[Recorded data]
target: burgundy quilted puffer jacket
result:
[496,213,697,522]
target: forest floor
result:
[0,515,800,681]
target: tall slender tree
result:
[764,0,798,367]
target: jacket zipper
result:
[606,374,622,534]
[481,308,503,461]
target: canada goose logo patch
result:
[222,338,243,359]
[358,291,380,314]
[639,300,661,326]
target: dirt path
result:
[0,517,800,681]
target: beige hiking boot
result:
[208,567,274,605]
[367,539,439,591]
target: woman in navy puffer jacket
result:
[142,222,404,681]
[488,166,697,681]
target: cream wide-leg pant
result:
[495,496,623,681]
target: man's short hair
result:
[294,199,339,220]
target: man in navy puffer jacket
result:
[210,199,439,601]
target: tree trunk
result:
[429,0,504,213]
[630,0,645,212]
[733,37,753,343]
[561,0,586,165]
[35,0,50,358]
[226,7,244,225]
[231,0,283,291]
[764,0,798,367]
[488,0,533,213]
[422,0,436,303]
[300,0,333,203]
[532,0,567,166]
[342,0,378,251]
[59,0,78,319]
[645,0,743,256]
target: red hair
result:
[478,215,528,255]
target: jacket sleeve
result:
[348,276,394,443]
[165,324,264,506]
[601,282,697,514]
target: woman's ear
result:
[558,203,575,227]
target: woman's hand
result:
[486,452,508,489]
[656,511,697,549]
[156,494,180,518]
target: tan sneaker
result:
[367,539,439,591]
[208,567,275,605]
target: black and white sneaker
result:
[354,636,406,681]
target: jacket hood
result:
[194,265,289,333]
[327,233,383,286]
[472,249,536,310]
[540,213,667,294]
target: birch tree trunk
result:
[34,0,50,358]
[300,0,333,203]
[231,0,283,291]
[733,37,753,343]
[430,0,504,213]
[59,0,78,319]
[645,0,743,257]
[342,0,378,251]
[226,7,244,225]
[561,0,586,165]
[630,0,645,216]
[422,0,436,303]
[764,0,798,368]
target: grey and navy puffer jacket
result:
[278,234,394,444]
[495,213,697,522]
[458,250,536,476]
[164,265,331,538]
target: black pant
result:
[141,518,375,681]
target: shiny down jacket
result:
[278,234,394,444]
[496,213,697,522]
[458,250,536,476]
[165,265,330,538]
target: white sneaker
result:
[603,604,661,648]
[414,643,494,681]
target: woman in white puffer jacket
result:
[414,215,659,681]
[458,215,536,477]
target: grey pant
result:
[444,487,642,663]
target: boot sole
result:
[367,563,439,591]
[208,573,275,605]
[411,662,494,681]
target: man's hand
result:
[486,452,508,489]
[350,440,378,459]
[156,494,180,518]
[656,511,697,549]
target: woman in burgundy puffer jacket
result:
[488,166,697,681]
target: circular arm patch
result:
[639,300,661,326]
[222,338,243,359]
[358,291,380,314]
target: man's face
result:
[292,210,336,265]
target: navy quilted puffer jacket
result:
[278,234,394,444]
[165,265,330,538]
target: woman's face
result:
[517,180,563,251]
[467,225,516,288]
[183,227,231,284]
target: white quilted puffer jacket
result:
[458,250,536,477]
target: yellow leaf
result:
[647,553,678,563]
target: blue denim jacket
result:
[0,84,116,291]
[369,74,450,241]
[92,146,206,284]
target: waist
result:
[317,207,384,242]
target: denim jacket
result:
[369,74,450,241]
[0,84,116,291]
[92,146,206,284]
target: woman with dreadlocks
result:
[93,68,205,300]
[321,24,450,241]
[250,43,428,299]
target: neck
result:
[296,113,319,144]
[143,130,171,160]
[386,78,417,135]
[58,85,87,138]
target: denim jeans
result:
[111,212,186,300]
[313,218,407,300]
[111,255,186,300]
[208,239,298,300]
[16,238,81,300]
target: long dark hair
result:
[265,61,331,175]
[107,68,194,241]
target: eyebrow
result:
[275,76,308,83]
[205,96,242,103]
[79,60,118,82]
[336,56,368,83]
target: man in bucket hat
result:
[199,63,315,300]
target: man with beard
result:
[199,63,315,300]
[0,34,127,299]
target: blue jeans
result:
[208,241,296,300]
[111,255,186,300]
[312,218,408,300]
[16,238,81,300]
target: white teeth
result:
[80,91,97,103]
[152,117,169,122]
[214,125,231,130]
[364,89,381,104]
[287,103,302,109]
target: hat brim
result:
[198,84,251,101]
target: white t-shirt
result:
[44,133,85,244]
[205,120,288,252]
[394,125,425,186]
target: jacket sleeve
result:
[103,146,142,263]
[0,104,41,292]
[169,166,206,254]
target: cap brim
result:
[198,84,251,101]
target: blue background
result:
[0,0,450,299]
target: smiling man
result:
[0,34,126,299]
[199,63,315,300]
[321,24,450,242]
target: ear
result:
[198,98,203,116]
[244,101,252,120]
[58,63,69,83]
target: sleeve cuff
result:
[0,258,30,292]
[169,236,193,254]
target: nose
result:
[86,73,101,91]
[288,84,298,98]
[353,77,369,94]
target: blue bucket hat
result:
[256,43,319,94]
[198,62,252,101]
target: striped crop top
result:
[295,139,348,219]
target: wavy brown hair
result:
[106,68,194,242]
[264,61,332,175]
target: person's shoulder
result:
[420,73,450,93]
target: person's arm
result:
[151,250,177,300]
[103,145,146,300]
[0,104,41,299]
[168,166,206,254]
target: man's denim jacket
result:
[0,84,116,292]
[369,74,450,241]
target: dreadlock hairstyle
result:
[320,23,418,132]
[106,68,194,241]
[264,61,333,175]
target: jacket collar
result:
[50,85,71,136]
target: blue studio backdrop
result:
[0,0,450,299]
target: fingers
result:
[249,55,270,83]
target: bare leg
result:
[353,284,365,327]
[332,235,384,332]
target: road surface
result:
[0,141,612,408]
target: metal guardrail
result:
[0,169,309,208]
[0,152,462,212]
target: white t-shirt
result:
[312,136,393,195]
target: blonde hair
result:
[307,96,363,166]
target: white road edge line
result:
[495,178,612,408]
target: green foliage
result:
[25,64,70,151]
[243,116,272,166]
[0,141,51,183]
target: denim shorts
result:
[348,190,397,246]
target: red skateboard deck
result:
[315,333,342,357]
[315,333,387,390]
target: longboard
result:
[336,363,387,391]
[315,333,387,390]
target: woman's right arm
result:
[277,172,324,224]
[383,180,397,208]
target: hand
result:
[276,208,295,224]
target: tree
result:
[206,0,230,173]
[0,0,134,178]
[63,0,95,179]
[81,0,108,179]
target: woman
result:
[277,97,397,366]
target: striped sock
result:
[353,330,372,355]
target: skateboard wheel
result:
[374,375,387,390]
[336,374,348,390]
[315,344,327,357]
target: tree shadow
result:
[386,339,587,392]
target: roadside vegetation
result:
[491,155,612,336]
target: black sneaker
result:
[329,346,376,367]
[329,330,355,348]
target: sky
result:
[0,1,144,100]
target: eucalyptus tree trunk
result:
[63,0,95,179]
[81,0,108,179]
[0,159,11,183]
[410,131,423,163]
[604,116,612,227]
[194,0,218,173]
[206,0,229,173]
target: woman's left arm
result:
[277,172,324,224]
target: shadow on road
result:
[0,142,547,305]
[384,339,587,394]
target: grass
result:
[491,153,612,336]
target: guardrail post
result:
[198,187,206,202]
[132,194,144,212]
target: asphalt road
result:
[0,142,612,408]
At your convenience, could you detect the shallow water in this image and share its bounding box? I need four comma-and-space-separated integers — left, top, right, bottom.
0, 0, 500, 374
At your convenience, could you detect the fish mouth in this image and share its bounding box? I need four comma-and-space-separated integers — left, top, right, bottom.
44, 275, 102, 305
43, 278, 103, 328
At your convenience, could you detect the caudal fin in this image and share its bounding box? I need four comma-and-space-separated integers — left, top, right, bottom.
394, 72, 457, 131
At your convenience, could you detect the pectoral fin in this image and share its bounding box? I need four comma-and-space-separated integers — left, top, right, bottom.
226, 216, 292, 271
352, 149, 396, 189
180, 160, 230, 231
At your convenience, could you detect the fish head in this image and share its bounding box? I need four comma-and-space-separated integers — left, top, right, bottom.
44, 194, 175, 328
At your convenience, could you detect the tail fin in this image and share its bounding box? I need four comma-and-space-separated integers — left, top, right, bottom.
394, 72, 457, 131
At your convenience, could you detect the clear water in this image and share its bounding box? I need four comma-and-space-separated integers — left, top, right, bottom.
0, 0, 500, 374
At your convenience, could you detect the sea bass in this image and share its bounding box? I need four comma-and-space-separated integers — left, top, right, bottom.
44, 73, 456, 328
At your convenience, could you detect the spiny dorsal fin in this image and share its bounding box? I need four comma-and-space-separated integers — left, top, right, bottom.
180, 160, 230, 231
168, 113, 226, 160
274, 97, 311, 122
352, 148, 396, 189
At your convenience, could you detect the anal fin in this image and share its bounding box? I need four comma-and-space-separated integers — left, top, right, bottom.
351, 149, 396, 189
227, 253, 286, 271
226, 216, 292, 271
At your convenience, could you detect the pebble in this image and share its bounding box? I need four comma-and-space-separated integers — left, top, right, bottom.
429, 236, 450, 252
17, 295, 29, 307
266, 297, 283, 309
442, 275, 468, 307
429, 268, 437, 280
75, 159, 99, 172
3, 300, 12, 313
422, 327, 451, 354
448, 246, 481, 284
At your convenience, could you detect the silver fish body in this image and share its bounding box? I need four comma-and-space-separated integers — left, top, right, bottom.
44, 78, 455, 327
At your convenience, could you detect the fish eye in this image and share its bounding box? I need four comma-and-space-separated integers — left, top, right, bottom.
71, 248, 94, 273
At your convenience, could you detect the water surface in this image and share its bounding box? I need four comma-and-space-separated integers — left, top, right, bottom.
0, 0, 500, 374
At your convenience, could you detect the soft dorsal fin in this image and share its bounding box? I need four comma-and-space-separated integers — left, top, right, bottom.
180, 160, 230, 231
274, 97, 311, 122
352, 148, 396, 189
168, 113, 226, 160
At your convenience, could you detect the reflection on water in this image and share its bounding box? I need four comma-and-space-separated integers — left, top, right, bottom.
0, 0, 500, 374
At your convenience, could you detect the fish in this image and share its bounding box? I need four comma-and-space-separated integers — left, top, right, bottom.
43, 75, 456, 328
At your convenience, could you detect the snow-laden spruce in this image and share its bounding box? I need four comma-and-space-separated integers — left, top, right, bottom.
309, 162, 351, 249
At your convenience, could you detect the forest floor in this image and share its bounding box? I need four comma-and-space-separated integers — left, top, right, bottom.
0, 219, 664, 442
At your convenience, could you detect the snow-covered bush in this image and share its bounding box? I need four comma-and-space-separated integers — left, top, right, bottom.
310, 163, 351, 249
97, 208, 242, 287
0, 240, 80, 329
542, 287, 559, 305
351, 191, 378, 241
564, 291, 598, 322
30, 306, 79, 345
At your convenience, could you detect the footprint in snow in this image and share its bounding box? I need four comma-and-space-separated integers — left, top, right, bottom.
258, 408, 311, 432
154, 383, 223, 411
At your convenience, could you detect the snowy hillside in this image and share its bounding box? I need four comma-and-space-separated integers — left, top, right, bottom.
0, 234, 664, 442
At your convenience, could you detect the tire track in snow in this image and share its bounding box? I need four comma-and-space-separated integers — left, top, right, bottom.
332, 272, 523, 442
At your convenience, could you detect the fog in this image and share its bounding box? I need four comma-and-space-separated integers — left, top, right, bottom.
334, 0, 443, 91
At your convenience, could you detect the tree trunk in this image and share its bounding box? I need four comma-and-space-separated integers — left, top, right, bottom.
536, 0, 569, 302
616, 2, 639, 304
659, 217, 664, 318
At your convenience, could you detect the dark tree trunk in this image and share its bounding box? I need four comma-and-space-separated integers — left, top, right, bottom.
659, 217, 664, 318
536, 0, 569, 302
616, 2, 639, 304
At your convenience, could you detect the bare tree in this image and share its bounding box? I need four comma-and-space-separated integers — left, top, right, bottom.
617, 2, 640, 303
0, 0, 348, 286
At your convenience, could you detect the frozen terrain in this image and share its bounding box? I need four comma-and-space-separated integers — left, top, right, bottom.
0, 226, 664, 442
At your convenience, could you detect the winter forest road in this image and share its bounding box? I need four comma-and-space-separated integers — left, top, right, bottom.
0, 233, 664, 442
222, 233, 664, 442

_WRITTEN EXERCISE_
Starting at the line that contains "target: denim jacket" and ending with the line that contains "[264,61,333,175]", reproduce those lines, including both endpoints. Offset every bounding box coordinate in them by adding 66.

_PROBLEM SOLUTION_
target: denim jacket
result:
[435,140,516,307]
[66,150,182,357]
[158,212,272,350]
target: woman with dreadlocks
result:
[159,134,271,366]
[387,90,516,307]
[316,109,494,365]
target: neck
result:
[362,179,385,210]
[209,196,237,226]
[452,144,483,201]
[124,151,153,204]
target: denim jeans
result:
[177,278,252,366]
[379,284,473,366]
[177,321,252,366]
[274,305,364,366]
[82,304,147,366]
target: long dark hair
result:
[331,127,397,241]
[173,134,260,307]
target: eyebrow
result:
[341,142,374,149]
[271,162,308,169]
[145,126,184,148]
[402,122,434,149]
target: man in bucket hat
result:
[265,129,381,366]
target: man with beard
result:
[265,129,381,366]
[66,100,193,365]
target: blue jeans
result:
[274,307,362,366]
[177,321,252,366]
[378,284,474,366]
[82,304,147,366]
target: white teeth
result:
[146,157,163,169]
[218,183,235,188]
[280,191,297,196]
[430,155,447,170]
[353,169,368,175]
target: hat brim
result:
[264,150,317,167]
target: white t-shirt
result:
[110,199,151,310]
[271,186,354,318]
[460,191,491,252]
target: jacket sleeve
result:
[169,212,208,329]
[66,170,107,358]
[235,232,272,320]
target: cap brim
result:
[264,150,317,167]
target: blue background
result:
[66,66,516,365]
target: smiling man
result:
[66,100,192,365]
[265,129,381,366]
[387,90,516,308]
target: ear
result:
[264,164,269,182]
[310,167,318,186]
[124,129,135,149]
target: sleeve cuff
result:
[66,324,96,358]
[235,302,259,320]
target: nose
result:
[152,139,167,157]
[354,150,364,164]
[419,143,435,160]
target: blue bucket hat
result:
[322,109,385,160]
[264,128,318,167]
target: striped crop top
result:
[361,205,414,285]
target: wavy brown hair
result:
[172,134,260,308]
[330,127,398,241]
target: person's shoulder
result:
[486,139,516,159]
target: person's arm
result:
[217,316,243,366]
[169,211,212,366]
[66,170,107,365]
[234,232,272,320]
target: man's denim jacket
result:
[66,150,182,358]
[435,140,516,307]
target: dreadlock hairstyle
result:
[386,89,484,198]
[172,134,260,307]
[330,127,399,241]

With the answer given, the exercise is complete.